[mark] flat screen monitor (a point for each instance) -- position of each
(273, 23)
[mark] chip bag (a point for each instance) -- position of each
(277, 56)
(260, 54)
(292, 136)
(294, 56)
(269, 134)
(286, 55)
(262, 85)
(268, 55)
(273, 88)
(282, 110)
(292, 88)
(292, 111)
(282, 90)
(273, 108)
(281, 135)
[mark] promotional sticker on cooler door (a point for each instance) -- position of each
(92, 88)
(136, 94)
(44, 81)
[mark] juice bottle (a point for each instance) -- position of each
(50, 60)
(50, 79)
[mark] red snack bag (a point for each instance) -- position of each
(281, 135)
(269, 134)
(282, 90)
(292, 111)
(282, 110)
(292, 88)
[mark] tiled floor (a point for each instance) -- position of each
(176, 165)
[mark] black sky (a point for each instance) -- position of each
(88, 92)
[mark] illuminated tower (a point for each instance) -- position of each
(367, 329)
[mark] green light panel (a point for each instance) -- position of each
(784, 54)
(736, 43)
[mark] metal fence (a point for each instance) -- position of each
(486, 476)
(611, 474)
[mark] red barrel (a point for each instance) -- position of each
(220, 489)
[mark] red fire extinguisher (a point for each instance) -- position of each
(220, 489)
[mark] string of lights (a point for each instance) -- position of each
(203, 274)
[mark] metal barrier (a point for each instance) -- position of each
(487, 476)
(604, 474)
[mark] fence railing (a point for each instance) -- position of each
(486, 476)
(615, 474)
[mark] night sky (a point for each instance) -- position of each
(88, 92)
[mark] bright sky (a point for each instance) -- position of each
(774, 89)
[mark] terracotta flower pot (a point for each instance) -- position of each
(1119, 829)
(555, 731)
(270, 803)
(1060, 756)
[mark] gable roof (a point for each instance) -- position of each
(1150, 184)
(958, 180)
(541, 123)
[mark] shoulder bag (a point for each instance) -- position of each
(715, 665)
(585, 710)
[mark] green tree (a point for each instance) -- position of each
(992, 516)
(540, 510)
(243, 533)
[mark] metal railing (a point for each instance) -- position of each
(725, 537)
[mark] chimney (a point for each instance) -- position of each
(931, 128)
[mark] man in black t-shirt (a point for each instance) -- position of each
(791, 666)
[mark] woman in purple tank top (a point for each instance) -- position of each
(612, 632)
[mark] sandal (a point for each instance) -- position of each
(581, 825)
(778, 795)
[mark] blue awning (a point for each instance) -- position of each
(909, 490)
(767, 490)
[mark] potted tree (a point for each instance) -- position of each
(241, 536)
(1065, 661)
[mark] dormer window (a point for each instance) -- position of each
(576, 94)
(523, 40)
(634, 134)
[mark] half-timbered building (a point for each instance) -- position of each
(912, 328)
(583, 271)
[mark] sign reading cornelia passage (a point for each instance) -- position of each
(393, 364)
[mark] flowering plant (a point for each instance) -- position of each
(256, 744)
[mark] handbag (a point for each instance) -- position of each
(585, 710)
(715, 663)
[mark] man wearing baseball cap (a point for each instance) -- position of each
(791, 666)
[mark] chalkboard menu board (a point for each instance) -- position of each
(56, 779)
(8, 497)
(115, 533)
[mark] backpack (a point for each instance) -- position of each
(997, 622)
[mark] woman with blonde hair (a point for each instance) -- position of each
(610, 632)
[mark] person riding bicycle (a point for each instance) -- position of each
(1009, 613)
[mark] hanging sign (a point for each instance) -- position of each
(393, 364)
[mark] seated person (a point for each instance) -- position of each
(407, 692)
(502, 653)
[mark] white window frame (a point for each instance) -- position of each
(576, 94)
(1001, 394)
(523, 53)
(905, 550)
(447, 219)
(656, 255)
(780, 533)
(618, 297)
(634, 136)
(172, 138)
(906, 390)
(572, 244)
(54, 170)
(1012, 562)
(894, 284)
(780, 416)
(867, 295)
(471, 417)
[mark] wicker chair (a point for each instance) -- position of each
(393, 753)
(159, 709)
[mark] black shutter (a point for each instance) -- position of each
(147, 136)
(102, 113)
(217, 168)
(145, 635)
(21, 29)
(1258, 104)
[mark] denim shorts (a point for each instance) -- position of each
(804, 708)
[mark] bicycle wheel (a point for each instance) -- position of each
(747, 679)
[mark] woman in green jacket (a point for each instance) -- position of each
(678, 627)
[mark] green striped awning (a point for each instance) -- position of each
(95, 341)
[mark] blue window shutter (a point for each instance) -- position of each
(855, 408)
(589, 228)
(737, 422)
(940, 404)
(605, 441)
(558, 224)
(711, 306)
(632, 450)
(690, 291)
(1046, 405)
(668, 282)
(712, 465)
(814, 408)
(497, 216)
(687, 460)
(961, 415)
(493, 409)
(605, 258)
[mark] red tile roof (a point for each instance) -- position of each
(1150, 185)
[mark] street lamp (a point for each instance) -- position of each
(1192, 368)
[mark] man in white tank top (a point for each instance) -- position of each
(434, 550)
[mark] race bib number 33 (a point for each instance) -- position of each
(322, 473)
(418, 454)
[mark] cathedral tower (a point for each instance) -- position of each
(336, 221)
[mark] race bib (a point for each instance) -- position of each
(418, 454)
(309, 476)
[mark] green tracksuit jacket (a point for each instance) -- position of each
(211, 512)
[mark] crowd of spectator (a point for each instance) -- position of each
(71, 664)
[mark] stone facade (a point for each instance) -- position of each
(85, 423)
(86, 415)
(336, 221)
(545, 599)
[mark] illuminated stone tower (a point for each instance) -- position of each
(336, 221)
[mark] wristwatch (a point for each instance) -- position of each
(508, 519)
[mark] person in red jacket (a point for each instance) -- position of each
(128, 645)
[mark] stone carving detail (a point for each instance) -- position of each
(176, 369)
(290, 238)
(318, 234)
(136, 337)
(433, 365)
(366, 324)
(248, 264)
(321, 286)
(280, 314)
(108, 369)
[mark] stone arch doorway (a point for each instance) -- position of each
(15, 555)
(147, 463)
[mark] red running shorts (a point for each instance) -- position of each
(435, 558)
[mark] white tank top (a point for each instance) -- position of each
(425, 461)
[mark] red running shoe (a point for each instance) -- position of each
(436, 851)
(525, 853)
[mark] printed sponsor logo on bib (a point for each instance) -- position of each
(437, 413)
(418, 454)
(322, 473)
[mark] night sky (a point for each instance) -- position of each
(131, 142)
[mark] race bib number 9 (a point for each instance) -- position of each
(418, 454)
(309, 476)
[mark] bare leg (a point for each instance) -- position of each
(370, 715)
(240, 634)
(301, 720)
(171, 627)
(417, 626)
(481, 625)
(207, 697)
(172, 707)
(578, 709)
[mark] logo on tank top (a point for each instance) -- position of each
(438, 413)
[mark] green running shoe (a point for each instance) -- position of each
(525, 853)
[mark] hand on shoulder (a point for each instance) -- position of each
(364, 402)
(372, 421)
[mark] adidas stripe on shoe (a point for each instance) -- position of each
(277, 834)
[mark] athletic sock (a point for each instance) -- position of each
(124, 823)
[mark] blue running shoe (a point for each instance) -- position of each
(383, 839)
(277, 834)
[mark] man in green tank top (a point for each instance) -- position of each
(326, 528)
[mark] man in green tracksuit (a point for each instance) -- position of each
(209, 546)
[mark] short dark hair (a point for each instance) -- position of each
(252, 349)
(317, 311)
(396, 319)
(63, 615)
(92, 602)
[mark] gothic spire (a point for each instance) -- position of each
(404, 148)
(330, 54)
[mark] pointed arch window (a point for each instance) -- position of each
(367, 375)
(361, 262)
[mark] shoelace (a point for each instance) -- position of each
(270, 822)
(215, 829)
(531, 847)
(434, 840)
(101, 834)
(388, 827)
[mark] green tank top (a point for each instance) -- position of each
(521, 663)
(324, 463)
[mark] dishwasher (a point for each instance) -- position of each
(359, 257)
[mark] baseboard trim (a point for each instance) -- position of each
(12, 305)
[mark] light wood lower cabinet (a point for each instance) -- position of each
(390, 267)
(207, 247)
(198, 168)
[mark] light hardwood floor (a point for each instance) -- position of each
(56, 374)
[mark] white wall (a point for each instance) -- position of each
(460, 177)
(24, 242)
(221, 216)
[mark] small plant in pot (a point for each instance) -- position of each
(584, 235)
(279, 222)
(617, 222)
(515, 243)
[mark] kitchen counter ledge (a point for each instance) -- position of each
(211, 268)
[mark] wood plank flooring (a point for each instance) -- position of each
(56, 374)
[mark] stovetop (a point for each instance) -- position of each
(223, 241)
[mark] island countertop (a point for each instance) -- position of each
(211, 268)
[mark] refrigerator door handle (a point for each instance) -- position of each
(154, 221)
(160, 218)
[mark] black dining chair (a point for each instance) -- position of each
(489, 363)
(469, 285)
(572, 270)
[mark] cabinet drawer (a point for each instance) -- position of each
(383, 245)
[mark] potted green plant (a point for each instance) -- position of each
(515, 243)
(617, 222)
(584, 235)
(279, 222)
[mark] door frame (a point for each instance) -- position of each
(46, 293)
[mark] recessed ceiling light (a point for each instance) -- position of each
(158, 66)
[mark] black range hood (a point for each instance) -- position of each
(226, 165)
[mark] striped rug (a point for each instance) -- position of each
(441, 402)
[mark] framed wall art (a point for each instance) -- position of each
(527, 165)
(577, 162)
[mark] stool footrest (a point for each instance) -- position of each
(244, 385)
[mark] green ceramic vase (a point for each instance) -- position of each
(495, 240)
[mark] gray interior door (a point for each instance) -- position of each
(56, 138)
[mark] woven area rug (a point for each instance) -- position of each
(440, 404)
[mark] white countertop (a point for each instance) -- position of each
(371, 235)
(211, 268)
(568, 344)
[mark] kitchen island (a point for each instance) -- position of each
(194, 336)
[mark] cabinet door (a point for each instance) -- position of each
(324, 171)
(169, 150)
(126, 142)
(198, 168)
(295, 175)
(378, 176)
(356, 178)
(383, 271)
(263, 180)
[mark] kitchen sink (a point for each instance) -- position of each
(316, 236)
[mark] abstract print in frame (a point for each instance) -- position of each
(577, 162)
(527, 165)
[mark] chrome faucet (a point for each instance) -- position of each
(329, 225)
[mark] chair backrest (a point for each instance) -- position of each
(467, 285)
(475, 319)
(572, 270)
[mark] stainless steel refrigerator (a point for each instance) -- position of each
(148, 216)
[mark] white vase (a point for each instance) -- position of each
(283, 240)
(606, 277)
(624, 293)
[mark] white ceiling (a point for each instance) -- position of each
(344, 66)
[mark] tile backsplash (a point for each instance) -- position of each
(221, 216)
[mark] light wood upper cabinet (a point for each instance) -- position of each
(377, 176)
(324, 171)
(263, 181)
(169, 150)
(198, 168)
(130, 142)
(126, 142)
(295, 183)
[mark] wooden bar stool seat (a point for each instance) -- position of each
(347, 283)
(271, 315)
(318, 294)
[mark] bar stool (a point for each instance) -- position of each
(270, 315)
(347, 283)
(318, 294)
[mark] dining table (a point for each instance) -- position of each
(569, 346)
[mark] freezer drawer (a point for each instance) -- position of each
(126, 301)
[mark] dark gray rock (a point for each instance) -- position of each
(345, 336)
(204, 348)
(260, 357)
----
_Aim_
Send back exactly the lines from the line with "[mark] white ceiling" through the end of the records.

_Task response_
[mark] white ceiling (a point for each instance) -- position of each
(344, 66)
[mark] tile backsplash (a point for each instance) -- position of each
(221, 216)
[mark] light wood upper cabinet (a point for each instance) -- position of each
(377, 176)
(324, 171)
(263, 181)
(169, 150)
(198, 168)
(130, 142)
(126, 142)
(295, 183)
[mark] wooden bar stool seat (a point for each instance) -- position of each
(347, 283)
(271, 315)
(318, 294)
[mark] bar stool (a point for each instance) -- position of each
(270, 315)
(347, 283)
(318, 294)
[mark] dining table (a point for each instance) -- position of each
(569, 346)
[mark] freezer drawer (a point for each instance) -- position of each
(126, 301)
[mark] dark gray rock (a point for each instance) -- position of each
(345, 336)
(204, 348)
(260, 357)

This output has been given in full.